= Istruzioni e requisiti =
Nel testo sulla pubblicità a stampa del Novecento, riporta il brano che parte dalle parole "Strategie di comunicazione" e si chiude dopo "maggiore alle immagini.", rinominando "Novecento" in "XX secolo".

Strategie di comunicazione nella pubblicità a Stampa del Novecento

Strategia di Comunicazione

Le pubblicità all’interno delle riviste del Novecento, presentano una varietà di approcci comunicativi e una diversificazione nelle modalità di presentazione del messaggio pubblicitario.

Sono presenti annunci con esclusivamente il nome dell’azienda o con semplici dettagli di contorno, altri che incorporano l’immagine del prodotto; alcune pubblicità si basano principalmente sul testo, affidando il messaggio alle parole, in altre, invece, il testo è ridotto al minimo, lasciando uno spazio maggiore alle immagini.

Rimane sempre il logo dell’azienda, i cui caratteri diventano essi stessi elementi grafici che accompagnano il prodotto. L’utilizzo di pubblicità con la prevalenza di immagini lascia spazio all’interpretazione individuale del lettore, permettendo al messaggio pubblicitario di adattarsi alle varie sensibilità e agli immaginari delle diverse tipologie di clienti e puntando sul potere evocativo delle immagini.

L’impatto del nome come icona distintiva

Gli annunci pubblicitari sono dei manifesti di identità aziendale, concepiti per presentare il marchio in modo diretto e incisivo. Molti dei manifesti presenti nella rivista sono caratterizzati da un’estrema semplicità, con esclusivamente il nome dell’azienda, talvolta accompagnato da minimi dettagli come l’indicazione della tipologia di prodotto offerta o un semplice disegno che lo rappresenta. Spesso questi annunci sono posizionati anche a piè di pagina, occupando meno spazio, ma garantendo sempre la loro presenza e visibilità. Sebbene possano sembrare semplici, questi manifesti sono in realtà il risultato di sperimentazioni mirate a creare un logo distintivo, capace di lasciare un’impronta indelebile nei lettori. Come, ad esempio, fece la Campari che ha sempre giocato con il proprio nome, sfruttandone tutto il potenziale grafico. [1]

Lo stesso la Cinzano che arricchiva le proprie stampe circondando il logo da elementi grafici che richiamavano il prodotto, come i grappoli d’uva o cornici decorative; o il liquore Strega che presentava il marchio con caratteri cubitali. In una delle seguenti immagini, firmata da Giuseppe Cappadonia, vediamo il nome che diventa la base per una scena creativa: camerieri camminando sul bordo delle lettere, portando il liquore su dei vassoi cercando di mantenere l’equilibrio. Particolarmente ironica è la pubblicità in cui la scritta “Vov” è circondato dall’immagine della vite. Tuttavia, invece di un grappolo d’uva tipico delle pubblicità vinicole, il grappolo è composto da uova, rafforzando il messaggio pubblicitario, e rendendo chiaro che a differenziare il prodotto da quelli presenti sul mercato è proprio il suo ingrediente principale: vovi. [2]page136image30526512

In alcune stampe, il nome è accompagnato dai simboli dei brevetti ottenuti dalle casate Reali o il riconoscimento di fornitrice pontificia. Queste riconoscenze rappresentano un vanto per le aziende, tanto che spesso non si limitavano a inserire i simboli, ma venivano creati dei manifesti in cui tali riconoscimenti diventavano l’oggetto principale e il messaggio chiave da trasmettere ai potenziali acquirenti. Ad esempio, la Campari ha promosso il suo prodotto attraverso un comunicato ufficiale firmato dal maggiordomo del Papa e dal Prefetto dei palazzi apostolici, mentre lo Strega dimostrava la sua presenza nel menu del Re alle Delegazioni della Conferenza di Genova.

Record di punti etichettati
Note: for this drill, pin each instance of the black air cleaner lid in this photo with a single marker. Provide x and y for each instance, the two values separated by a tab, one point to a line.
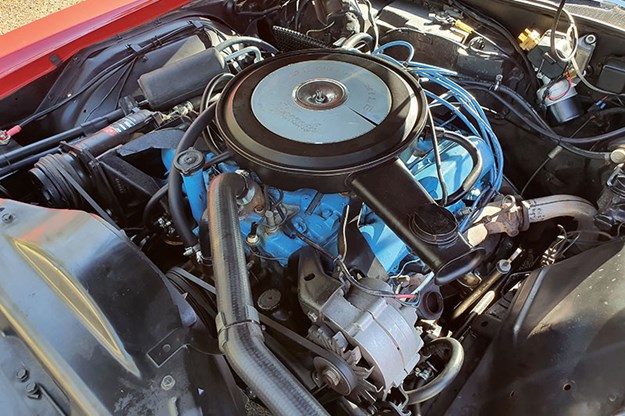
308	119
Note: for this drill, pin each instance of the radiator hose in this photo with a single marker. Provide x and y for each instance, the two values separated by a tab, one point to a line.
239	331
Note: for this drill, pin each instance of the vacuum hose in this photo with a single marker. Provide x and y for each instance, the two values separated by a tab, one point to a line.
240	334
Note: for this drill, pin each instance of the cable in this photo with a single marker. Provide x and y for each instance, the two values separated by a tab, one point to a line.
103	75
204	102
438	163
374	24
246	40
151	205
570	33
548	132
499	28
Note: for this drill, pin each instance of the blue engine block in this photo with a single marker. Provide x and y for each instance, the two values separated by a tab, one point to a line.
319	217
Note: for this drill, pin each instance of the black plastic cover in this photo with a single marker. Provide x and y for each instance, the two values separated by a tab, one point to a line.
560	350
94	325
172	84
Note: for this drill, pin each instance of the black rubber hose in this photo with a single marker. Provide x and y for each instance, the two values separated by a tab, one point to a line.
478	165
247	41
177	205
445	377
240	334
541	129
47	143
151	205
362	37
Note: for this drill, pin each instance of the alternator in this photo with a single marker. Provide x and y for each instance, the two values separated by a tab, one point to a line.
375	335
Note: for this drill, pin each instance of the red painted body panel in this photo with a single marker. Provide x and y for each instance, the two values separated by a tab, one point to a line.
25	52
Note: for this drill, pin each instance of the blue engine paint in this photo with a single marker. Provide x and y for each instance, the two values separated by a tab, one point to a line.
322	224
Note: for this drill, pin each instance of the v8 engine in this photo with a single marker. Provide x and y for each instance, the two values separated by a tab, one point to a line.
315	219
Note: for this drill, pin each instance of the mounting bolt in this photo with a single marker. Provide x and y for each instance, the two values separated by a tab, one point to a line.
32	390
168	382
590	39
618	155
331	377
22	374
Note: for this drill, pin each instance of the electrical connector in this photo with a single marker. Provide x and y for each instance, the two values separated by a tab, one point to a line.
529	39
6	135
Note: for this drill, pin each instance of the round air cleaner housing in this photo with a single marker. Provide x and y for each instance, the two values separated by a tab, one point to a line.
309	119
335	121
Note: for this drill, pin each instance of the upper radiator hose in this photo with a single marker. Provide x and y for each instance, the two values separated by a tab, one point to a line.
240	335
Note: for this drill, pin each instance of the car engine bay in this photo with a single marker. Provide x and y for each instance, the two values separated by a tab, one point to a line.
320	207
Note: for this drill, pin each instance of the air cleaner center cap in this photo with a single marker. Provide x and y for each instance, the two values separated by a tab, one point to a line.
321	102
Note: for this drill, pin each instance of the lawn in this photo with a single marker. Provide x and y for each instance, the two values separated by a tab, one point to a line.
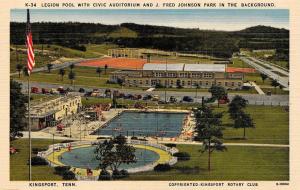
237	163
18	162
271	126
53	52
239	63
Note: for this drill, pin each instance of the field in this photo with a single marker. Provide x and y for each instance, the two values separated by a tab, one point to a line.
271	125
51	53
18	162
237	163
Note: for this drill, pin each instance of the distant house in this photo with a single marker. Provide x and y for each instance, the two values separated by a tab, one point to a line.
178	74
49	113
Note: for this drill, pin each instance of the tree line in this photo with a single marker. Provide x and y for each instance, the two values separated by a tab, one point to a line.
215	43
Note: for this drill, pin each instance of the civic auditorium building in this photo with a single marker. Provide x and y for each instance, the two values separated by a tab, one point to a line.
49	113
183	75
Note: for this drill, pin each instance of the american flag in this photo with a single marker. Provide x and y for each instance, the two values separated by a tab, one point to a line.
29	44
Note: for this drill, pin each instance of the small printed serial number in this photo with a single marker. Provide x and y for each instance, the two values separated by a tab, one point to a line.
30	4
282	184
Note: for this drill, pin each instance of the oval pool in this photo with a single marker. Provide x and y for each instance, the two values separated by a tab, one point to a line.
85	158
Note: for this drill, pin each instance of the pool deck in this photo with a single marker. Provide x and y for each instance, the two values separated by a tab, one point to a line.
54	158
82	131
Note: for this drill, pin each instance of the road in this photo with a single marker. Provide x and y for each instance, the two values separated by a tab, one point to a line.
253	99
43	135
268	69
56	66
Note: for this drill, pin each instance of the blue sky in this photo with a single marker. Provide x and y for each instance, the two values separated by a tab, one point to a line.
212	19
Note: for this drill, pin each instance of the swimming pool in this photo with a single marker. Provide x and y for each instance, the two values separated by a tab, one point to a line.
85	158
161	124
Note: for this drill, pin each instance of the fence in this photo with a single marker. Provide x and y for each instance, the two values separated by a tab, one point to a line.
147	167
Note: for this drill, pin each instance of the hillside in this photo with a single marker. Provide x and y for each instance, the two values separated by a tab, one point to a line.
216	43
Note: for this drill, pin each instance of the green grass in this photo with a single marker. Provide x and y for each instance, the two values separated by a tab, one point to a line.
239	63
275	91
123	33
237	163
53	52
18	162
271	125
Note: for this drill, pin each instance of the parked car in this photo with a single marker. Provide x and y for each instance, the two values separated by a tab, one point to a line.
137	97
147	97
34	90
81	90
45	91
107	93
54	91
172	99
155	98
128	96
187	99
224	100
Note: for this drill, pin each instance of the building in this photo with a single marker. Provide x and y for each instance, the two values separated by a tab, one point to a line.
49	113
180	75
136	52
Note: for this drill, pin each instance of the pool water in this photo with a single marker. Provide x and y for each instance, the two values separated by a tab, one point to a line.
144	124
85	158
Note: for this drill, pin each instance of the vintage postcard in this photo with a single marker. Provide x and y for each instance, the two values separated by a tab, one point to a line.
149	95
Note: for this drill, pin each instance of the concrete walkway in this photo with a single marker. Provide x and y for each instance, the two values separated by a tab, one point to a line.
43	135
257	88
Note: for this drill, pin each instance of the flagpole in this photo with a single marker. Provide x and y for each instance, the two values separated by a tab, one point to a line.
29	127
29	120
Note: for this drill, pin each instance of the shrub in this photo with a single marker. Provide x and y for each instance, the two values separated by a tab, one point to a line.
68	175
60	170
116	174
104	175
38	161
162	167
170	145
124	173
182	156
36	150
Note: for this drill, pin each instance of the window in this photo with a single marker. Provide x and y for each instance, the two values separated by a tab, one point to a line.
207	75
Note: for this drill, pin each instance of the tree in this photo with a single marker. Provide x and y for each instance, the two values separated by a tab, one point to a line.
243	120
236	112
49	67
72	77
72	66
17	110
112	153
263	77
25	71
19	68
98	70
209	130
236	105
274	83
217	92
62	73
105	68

...

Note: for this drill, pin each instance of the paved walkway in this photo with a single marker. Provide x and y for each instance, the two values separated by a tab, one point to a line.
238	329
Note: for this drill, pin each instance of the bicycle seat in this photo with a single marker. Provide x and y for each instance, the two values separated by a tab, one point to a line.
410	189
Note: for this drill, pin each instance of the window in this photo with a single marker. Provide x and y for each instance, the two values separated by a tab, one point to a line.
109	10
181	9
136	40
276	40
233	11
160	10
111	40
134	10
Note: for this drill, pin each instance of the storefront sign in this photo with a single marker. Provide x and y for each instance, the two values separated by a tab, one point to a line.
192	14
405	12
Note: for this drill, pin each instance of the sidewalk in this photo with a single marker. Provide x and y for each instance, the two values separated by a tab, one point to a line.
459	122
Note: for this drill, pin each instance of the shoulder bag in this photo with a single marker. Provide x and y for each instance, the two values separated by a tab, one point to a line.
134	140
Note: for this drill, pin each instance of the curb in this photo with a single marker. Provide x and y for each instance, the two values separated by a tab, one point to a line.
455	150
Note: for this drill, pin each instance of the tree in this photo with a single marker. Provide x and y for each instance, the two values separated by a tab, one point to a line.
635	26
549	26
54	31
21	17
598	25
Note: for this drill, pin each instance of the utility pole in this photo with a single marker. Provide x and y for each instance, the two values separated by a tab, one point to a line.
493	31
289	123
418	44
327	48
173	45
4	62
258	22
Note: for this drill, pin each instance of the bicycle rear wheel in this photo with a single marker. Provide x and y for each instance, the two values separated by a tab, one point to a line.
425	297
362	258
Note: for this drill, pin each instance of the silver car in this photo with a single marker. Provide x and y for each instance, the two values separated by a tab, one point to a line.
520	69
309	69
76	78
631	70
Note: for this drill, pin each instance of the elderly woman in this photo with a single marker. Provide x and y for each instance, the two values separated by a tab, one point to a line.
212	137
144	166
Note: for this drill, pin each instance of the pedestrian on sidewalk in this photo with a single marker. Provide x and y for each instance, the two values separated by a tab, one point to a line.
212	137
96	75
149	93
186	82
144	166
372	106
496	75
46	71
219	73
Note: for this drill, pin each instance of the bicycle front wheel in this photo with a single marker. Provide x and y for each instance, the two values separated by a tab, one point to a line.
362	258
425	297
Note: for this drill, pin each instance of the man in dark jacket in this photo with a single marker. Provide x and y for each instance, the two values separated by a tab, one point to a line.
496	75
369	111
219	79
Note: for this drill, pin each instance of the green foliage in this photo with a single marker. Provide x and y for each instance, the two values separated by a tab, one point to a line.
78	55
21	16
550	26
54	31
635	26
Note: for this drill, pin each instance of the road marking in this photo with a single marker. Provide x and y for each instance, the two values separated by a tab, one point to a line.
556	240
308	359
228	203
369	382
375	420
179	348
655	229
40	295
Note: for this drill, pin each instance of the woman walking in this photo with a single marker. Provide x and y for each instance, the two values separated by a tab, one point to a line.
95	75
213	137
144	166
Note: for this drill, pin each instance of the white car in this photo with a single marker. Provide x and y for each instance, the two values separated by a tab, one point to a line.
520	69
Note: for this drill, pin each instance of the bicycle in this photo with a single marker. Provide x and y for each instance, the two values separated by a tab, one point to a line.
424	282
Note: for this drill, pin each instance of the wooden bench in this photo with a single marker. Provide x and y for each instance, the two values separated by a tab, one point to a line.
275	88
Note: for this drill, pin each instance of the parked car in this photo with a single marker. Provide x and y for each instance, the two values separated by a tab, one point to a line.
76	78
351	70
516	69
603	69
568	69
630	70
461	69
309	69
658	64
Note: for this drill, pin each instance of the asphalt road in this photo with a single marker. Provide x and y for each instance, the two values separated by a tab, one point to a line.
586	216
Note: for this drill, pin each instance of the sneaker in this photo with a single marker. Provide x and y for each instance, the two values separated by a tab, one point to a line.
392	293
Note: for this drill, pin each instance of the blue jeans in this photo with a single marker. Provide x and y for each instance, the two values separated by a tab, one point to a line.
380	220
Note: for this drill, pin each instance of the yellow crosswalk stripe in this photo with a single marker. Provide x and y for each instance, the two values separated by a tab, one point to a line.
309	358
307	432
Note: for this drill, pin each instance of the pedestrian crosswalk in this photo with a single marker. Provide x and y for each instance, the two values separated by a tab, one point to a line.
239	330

...

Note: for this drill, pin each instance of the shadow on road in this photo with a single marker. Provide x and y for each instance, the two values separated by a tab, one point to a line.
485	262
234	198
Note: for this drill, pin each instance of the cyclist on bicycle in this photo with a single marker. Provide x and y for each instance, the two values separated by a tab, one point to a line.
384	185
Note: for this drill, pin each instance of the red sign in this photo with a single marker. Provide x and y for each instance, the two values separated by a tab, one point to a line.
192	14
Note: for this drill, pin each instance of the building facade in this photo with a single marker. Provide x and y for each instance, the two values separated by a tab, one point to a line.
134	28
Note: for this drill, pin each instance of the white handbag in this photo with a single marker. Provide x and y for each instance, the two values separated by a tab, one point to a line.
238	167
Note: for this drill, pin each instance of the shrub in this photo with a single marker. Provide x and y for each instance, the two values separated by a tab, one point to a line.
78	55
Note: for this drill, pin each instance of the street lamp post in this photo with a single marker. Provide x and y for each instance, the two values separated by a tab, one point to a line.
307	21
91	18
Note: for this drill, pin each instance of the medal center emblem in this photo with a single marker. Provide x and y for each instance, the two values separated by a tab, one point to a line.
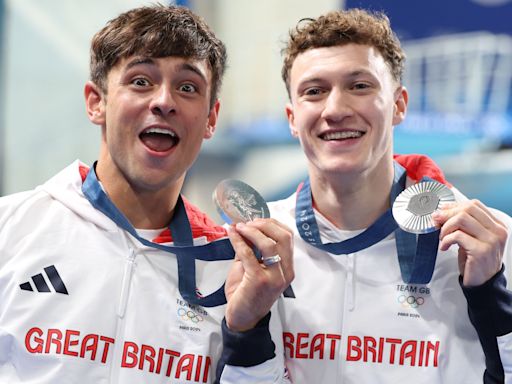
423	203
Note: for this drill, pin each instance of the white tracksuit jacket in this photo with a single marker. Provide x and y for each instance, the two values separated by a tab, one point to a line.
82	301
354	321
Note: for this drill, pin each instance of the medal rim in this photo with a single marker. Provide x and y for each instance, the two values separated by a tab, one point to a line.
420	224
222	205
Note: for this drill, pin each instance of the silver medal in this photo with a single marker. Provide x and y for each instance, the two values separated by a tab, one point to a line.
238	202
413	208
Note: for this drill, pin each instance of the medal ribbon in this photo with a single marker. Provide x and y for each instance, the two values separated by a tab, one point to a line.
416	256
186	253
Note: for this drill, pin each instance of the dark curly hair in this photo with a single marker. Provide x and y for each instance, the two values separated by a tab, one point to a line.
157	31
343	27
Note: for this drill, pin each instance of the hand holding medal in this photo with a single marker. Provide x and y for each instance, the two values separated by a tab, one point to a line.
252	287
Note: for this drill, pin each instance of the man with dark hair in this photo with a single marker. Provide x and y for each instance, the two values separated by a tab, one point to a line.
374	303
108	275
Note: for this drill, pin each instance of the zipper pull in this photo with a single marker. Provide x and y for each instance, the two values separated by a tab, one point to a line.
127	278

= Esito del compito =
Strategie di comunicazione nella pubblicità a Stampa del XX secolo

Strategia di Comunicazione

Le pubblicità all’interno delle riviste del XX secolo, presentano una varietà di approcci comunicativi e una diversificazione nelle modalità di presentazione del messaggio pubblicitario.

Sono presenti annunci con esclusivamente il nome dell’azienda o con semplici dettagli di contorno, altri che incorporano l’immagine del prodotto; alcune pubblicità si basano principalmente sul testo, affidando il messaggio alle parole, in altre, invece, il testo è ridotto al minimo, lasciando uno spazio maggiore alle immagini.